### Excerpted passage
A change in the weather

It’s raining here in TO. It’s also raining at Camden Yards, a reality that caused the cancellation of my plans for the evening. As much as I loved the last double-header my Jays played (suck it, Yankees)- and will enjoy watching two in a row tomorrow, I was looking forward, after a day that saw me quite comprehensively flattened by a migraine, to watching the wonder continue tonight.

This team. My favourite player changes daily- I’m not usually fickle- so I’m saving all the love for the squad in its entirety. Although the one-on-one with Joey Bautista they showed before the Royals’ game started had me leaning toward right field. I love how he has embraced Toronto as his hometown- and stuck it out through the lean years (oh-so-many lean years) to finally receive his just desserts for the loyalty- and the always-solid performance he, at least, has given us. The thought of his free-agency, still a year away, is more than a little concerning.

Anyway, since the weather- at least partially complicit for the on-going pain in my head- has further conspired to keep me from watching some ever-increasingly-engaging baseball, my thoughts have turned to the transfer of seasons that this particular front is bringing in its wake. Temperatures are set to fall- after warmer/more humid-than-usual days over the past little while.

For the first time in years, my annual September camp-buds cottage weekend did not require layer-upon-layer of winter-type clothing to prevent perishing from hypothermia- so that was nice.

The warmer temps served to extend a summer that was a mixed-bag of positive and negative. There’s the stellar entertainment and together-bringing energy that my next-door neighbours are providing- this is nothing but good.

But I had to make a hard decision a couple of weeks ago and say goodbye to one of my beloved cats. I miss him- and still wonder if I made the right call. He’d been through a lot- we’d been through a lot, together- and prognoses did not support recovery.

### Information shown
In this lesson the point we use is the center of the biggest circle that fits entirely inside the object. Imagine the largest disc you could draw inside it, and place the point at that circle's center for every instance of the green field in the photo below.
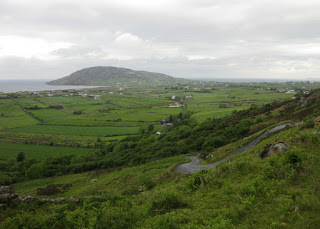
(38, 152)
(76, 130)
(66, 118)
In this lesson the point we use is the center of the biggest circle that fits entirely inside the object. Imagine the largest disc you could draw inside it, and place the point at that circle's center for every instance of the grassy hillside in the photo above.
(111, 76)
(281, 191)
(132, 183)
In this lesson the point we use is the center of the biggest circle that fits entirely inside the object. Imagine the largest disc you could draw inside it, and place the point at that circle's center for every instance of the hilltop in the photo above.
(134, 183)
(96, 76)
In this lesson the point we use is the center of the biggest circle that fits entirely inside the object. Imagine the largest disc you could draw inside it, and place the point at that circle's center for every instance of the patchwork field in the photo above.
(80, 118)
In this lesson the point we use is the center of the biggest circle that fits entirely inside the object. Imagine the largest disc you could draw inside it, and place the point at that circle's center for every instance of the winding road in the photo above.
(193, 166)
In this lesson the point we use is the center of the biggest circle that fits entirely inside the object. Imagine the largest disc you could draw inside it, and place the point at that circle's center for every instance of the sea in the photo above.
(11, 86)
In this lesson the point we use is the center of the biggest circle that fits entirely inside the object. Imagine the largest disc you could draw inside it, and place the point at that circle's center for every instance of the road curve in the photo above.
(193, 166)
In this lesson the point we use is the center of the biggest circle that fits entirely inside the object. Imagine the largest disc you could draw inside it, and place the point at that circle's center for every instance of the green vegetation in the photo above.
(129, 181)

### Your objective
Copy the full blog post about the rainy weather, the Blue Jays, and the turn of the season word for word. This data has nothing to do with what comes next.

### Task result
A change in the weather

It’s raining here in TO. It’s also raining at Camden Yards, a reality that caused the cancellation of my plans for the evening. As much as I loved the last double-header my Jays played (suck it, Yankees)- and will enjoy watching two in a row tomorrow, I was looking forward, after a day that saw me quite comprehensively flattened by a migraine, to watching the wonder continue tonight.

This team. My favourite player changes daily- I’m not usually fickle- so I’m saving all the love for the squad in its entirety. Although the one-on-one with Joey Bautista they showed before the Royals’ game started had me leaning toward right field. I love how he has embraced Toronto as his hometown- and stuck it out through the lean years (oh-so-many lean years) to finally receive his just desserts for the loyalty- and the always-solid performance he, at least, has given us. The thought of his free-agency, still a year away, is more than a little concerning.

Anyway, since the weather- at least partially complicit for the on-going pain in my head- has further conspired to keep me from watching some ever-increasingly-engaging baseball, my thoughts have turned to the transfer of seasons that this particular front is bringing in its wake. Temperatures are set to fall- after warmer/more humid-than-usual days over the past little while.

For the first time in years, my annual September camp-buds cottage weekend did not require layer-upon-layer of winter-type clothing to prevent perishing from hypothermia- so that was nice.

The warmer temps served to extend a summer that was a mixed-bag of positive and negative. There’s the stellar entertainment and together-bringing energy that my next-door neighbours are providing- this is nothing but good.

But I had to make a hard decision a couple of weeks ago and say goodbye to one of my beloved cats. I miss him- and still wonder if I made the right call. He’d been through a lot- we’d been through a lot, together- and prognoses did not support recovery.